### EXERCISE
Give again the line that contains "Target: concrete bollard", plus every line after it to the end of the records, unchanged.

### DATA TO USE
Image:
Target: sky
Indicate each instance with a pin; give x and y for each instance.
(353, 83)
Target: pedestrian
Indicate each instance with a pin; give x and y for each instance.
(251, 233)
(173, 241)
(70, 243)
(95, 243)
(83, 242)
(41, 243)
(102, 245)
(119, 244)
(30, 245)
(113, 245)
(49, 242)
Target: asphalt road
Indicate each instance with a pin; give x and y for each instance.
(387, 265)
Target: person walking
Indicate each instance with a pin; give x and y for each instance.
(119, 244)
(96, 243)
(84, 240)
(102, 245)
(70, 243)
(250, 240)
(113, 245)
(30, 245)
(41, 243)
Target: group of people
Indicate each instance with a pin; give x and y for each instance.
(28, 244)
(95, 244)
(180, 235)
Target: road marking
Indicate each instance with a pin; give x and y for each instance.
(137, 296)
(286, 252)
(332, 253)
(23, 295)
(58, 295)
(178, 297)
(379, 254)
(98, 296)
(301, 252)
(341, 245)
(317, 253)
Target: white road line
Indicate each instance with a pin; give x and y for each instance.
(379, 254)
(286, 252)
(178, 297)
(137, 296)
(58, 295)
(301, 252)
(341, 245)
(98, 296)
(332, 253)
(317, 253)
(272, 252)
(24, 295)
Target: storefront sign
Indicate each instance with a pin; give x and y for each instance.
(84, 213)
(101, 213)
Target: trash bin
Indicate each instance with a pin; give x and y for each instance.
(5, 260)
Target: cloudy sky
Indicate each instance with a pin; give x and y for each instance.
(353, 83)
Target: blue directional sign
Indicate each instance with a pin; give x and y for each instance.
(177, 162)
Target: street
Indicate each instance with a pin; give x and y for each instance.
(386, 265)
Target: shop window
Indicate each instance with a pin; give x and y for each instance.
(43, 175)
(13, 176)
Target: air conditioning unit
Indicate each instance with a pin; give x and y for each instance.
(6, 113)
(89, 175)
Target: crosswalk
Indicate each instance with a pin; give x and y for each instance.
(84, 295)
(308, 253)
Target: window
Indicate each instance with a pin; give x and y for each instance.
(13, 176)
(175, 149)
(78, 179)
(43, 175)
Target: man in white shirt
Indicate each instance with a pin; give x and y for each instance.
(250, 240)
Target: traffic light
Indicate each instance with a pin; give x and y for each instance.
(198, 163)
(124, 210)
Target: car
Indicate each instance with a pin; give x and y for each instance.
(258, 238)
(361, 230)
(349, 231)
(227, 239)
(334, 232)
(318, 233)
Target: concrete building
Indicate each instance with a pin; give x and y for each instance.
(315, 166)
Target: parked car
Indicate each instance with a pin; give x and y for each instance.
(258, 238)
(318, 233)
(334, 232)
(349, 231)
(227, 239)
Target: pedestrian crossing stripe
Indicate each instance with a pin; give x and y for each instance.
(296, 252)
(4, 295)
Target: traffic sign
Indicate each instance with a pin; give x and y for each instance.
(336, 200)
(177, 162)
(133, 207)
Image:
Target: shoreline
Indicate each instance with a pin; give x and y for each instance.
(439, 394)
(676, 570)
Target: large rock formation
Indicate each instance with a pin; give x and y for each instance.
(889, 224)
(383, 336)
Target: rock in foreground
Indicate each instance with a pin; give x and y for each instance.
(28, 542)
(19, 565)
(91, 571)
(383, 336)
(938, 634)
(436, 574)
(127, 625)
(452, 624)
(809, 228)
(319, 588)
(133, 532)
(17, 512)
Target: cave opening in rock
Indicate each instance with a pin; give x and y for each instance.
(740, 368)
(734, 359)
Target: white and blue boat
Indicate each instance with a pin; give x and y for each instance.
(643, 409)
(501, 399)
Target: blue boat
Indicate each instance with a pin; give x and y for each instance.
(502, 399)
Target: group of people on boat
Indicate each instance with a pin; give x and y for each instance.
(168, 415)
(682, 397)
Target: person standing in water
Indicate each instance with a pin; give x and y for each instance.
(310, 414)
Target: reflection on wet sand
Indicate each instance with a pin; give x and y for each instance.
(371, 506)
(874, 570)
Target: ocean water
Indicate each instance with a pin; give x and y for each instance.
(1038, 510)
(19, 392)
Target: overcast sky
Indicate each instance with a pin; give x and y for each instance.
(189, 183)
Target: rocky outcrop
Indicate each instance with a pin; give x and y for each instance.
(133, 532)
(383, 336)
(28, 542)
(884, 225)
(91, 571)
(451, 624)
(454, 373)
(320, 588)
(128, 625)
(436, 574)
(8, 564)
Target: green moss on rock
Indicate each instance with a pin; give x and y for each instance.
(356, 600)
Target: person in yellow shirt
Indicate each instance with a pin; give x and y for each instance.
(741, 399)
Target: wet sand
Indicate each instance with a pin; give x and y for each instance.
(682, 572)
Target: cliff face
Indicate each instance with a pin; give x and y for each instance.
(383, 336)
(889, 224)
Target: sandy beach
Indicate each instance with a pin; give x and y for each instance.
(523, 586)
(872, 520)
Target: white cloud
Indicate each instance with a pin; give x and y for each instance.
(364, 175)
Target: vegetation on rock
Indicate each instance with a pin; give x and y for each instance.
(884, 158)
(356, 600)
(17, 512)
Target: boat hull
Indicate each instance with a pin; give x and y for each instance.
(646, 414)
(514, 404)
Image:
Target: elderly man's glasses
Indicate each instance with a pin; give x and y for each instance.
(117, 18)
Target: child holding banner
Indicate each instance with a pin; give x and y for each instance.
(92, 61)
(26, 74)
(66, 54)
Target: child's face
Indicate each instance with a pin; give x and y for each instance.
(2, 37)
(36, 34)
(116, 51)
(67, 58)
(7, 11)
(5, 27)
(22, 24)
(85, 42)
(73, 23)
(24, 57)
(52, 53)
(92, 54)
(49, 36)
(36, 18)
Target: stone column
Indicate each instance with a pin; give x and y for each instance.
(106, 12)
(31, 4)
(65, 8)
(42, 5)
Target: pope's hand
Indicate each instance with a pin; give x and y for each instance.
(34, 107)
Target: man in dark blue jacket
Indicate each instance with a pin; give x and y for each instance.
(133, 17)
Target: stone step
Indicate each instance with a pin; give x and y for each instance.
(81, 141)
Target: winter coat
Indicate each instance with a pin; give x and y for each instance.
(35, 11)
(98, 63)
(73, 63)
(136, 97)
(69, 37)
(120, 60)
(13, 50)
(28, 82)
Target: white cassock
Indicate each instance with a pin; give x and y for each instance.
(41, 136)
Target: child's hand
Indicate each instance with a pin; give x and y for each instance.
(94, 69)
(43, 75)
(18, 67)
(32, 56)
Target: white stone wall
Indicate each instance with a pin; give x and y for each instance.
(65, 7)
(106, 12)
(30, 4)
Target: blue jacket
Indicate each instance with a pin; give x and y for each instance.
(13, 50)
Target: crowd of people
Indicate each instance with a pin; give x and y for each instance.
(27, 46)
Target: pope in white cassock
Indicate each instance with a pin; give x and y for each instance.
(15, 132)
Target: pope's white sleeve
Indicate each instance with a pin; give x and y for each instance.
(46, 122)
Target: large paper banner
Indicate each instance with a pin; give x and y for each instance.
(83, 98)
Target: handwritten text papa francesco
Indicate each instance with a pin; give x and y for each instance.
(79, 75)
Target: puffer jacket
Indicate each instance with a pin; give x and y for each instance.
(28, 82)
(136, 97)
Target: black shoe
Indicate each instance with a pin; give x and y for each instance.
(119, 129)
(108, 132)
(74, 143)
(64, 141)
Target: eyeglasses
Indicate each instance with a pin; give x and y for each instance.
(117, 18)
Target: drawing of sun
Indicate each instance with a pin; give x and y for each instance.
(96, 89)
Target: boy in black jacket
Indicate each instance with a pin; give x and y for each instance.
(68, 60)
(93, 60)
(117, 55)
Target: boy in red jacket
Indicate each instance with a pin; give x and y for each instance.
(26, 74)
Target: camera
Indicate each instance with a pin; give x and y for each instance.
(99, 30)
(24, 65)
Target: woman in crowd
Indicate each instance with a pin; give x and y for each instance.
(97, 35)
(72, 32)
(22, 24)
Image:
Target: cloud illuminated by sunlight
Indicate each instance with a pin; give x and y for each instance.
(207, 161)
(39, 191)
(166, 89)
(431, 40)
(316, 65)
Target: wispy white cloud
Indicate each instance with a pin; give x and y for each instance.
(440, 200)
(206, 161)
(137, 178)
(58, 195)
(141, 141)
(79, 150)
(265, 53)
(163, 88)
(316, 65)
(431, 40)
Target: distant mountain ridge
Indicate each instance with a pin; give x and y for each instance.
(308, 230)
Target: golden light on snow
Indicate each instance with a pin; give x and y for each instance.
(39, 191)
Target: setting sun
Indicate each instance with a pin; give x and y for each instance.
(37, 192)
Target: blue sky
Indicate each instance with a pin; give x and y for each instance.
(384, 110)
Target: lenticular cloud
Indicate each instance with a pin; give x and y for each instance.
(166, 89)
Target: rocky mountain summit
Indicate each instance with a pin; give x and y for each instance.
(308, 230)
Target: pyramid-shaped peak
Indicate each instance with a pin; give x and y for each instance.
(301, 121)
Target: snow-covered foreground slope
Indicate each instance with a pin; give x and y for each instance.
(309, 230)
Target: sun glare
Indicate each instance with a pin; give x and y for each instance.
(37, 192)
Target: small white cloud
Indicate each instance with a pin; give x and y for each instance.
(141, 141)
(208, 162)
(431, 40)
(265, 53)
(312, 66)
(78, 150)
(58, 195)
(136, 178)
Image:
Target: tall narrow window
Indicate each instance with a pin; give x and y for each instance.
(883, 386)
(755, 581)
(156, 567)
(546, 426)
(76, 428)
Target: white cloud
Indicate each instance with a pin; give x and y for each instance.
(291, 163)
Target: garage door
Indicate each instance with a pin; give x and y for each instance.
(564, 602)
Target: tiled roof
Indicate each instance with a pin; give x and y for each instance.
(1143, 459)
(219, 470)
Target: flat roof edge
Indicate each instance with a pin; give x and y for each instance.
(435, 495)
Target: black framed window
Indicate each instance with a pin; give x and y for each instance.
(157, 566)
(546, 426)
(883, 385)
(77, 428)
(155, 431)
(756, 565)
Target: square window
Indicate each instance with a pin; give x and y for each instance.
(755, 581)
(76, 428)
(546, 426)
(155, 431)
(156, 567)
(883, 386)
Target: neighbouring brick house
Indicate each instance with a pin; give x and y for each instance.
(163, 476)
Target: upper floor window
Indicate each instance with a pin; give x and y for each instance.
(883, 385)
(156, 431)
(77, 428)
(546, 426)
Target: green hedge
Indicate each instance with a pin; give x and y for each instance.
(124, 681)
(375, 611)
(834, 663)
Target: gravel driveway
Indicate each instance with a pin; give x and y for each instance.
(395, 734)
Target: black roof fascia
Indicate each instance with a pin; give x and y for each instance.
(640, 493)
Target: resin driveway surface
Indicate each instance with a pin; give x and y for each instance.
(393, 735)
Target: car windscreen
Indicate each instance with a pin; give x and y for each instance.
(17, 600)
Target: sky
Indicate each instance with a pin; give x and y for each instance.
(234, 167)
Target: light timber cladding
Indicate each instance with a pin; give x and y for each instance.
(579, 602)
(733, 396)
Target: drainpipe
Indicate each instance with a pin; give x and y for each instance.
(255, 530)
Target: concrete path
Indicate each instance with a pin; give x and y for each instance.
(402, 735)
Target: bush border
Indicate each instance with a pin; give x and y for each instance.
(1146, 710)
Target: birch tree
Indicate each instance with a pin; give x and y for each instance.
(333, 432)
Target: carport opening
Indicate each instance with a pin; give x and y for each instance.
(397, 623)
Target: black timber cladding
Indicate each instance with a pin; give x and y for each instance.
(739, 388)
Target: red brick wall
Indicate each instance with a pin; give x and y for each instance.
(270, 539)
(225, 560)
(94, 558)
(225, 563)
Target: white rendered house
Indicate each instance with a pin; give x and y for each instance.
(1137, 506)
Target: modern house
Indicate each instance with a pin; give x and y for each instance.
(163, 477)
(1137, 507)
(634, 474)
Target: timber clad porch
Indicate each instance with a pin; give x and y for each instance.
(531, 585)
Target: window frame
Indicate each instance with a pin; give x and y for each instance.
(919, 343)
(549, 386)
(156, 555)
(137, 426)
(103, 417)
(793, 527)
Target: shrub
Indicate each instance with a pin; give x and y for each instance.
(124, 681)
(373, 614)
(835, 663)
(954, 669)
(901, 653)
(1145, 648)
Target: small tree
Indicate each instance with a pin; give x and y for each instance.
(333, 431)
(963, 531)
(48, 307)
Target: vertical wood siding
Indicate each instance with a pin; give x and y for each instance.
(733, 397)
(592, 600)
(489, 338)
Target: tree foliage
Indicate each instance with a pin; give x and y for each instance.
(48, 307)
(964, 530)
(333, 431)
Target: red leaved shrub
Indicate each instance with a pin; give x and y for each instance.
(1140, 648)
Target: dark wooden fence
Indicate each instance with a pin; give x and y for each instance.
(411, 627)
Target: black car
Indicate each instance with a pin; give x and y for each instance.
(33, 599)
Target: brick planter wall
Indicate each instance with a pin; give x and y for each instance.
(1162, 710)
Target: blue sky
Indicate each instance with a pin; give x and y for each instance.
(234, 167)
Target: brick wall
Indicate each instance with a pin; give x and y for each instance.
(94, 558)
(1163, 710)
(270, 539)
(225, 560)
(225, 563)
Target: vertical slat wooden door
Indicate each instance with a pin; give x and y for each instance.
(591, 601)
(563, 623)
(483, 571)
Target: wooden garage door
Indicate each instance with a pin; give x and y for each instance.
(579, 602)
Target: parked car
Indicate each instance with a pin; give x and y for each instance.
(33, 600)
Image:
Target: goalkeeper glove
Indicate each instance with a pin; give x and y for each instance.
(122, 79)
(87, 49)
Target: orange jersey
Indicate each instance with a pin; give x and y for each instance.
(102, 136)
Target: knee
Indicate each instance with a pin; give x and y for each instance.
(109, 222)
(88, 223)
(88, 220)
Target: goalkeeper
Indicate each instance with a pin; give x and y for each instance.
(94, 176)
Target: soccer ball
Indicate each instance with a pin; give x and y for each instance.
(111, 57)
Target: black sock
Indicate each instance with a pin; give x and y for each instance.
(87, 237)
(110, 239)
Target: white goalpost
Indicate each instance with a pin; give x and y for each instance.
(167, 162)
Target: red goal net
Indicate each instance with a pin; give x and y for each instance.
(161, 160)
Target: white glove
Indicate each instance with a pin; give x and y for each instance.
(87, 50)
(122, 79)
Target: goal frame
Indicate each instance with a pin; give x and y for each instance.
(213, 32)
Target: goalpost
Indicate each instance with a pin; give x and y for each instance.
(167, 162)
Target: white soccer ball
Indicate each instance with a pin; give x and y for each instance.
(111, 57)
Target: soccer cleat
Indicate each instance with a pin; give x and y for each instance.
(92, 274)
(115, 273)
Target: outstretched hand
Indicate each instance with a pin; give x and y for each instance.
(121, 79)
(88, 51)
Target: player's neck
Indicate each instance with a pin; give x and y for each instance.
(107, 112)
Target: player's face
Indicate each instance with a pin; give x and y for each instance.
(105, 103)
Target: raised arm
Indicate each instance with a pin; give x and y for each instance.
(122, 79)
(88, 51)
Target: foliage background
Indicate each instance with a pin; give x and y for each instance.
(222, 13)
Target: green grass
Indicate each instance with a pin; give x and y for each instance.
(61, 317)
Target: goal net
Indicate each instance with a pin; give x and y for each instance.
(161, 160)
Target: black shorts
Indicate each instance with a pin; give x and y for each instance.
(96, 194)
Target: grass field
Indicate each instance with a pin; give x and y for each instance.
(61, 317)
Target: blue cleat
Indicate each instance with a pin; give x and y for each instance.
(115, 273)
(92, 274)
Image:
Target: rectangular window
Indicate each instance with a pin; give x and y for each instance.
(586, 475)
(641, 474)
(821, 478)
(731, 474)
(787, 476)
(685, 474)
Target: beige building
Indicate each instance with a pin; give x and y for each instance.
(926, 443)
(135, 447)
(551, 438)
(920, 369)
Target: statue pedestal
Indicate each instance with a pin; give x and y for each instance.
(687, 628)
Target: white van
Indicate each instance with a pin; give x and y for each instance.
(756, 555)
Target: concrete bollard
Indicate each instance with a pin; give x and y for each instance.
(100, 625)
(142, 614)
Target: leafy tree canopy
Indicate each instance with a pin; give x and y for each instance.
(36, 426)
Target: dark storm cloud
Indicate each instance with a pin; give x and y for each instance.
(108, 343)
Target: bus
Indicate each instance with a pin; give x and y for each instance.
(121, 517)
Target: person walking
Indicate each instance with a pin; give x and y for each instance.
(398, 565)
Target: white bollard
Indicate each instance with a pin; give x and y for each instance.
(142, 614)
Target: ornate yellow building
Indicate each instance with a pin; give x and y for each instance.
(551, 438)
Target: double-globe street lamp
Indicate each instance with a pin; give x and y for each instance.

### RESPONSE
Target: concrete bollard
Indicate each instance with a pin; give x and y for each instance.
(100, 625)
(142, 614)
Target: leafy tree canopy
Indicate each instance with a pin; give x and y for each instance.
(36, 426)
Target: dark storm cloud
Indicate each instance with a pin; give x and y for each instance.
(108, 343)
Target: bus
Indicate each instance with a pin; give x and y for each instance.
(121, 517)
Target: person walking
Indicate each instance with a pin; give x and y for each instance.
(398, 565)
Target: white bollard
Indicate each instance with a pin; give x and y for each instance.
(142, 614)
Target: ornate yellow building
Indicate each instance with a pin; give x and y for each instance.
(551, 438)
Target: double-globe street lamp
Indicate each instance with a pin; give x and y for each instance.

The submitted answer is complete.